Jon P. Tate 39 Vice President, Land and Assistant
Secretary

Joel D. Talley 35 Vice President, Acquisitions and
Exploitation Manager

R. Douglas Keathley 41 Vice President, Operations

H. H. Wommack, III, is Chairman of the Board, President, Chief Executive
Officer, Treasurer, principal stockholder and a director of the Managing
General Partner, and has served as its President since the Company's
organization in August, 1983. Prior to the formation of the Company, Mr.
Wommack was a self-employed independent oil producer engaged in the purchase
and sale of royalty and working interests in oil and gas leases, and the
drilling of exploratory and developmental oil and gas wells. Mr. Wommack
holds a J.D. degree from the University of Texas from which he graduated in
1980, and a B.A. from the University of North Carolina in 1977.

H. Allen Corey, a founder of the Managing General Partner, has served as the
Managing General Partner's secretary and a director since its inception. Mr.
Corey is President of Trolley Barn Brewery, Inc., a brew pub restaurant chain
based in the Southeast. Prior to his involvement with Trolley Barn, Mr.
Corey was a partner at the law firm of Miller & Martin in Chattanooga,
Tennessee. He is currently of counsel to the law firm of Baker, Donelson,
Bearman & Caldwell, with the offices in Chattanooga, Tennessee. Mr. Corey
received a J.D. degree from the Vanderbilt University Law School and B.A.
degree from the University of North Carolina at Chapel Hill.



Bill E. Coggin, Vice President and Chief Financial Officer, has been with the
Managing General Partner since 1985. Mr. Coggin was Controller for Rod Ric
Corporation of Midland, Texas, an oil and gas drilling company, during the
latter part of 1984. He was Controller for C.F. Lawrence & Associates, Inc.,
an independent oil and gas operator also of Midland, Texas during the early
part of 1984. Mr. Coggin taught public school for four years prior to his
business experience. Mr. Coggin received a B.S. in Education and a B.B.A.
= = = = =
▶ **SET PROBLEM A**:
Pick out every line in the listing below that contains the word "green".

▶ **SUPPLIED MATERIAL**:
= = = = =
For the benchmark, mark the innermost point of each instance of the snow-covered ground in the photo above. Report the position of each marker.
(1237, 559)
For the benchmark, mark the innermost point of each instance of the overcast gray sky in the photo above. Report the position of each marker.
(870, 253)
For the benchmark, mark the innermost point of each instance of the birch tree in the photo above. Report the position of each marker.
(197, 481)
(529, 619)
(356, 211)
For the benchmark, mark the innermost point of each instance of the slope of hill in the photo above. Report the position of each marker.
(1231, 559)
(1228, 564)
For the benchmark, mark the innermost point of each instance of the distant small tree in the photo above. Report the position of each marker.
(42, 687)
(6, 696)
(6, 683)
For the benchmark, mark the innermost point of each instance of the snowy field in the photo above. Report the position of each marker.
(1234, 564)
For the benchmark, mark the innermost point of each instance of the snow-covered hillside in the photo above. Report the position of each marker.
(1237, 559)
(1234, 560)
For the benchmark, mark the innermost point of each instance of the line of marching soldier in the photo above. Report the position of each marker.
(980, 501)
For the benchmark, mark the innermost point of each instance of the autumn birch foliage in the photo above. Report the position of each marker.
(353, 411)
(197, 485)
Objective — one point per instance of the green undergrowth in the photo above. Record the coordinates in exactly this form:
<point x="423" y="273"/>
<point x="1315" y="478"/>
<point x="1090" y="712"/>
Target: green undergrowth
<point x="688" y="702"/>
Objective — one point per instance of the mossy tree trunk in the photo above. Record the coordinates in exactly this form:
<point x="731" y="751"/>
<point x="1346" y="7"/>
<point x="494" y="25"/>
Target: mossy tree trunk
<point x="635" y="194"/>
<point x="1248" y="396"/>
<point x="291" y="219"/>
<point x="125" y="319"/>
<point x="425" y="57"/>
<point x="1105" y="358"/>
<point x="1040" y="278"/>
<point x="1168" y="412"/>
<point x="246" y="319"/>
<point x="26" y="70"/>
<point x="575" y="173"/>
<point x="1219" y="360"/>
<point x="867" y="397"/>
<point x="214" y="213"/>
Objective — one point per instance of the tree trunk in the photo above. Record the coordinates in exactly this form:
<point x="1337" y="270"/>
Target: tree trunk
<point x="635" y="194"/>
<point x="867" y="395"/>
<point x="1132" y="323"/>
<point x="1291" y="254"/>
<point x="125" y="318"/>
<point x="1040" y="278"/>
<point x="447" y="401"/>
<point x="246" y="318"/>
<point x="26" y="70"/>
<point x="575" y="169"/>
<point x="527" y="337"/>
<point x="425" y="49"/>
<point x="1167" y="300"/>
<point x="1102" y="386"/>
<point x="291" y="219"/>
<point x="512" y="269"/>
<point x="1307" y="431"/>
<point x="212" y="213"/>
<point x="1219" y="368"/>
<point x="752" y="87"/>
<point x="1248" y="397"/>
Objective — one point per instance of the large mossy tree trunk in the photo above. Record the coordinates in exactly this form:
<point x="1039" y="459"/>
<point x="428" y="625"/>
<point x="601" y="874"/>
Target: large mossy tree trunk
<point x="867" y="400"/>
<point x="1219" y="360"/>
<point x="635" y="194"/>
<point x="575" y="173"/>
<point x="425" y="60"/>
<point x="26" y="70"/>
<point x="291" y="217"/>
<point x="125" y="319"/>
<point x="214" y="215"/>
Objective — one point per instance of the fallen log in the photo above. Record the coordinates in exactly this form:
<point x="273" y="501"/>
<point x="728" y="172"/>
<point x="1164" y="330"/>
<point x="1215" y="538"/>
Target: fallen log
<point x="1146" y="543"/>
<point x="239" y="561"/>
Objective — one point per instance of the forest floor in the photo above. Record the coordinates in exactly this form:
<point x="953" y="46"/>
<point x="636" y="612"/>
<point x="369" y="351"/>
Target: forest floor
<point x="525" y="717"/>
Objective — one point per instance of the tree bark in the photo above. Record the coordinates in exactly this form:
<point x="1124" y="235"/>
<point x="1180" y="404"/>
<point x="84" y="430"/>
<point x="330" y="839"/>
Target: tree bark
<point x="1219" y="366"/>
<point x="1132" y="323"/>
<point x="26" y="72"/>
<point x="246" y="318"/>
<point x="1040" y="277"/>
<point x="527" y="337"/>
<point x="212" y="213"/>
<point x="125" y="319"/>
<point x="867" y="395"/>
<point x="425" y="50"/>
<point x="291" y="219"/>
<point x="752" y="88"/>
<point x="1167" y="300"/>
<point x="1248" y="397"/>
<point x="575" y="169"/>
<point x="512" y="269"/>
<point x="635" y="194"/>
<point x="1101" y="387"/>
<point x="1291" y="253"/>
= = = = =
▶ **SET PROBLEM B**:
Reproduce the part of the management biographies above between "R. Douglas Keathley" and "the Company, Mr.", inclusive.

▶ **FULL RESPONSE A**:
Objective — one point per instance of the green undergrowth in the photo above. Record the coordinates in exactly this form:
Target: green undergrowth

▶ **FULL RESPONSE B**:
R. Douglas Keathley 41 Vice President, Operations

H. H. Wommack, III, is Chairman of the Board, President, Chief Executive
Officer, Treasurer, principal stockholder and a director of the Managing
General Partner, and has served as its President since the Company's
organization in August, 1983. Prior to the formation of the Company, Mr.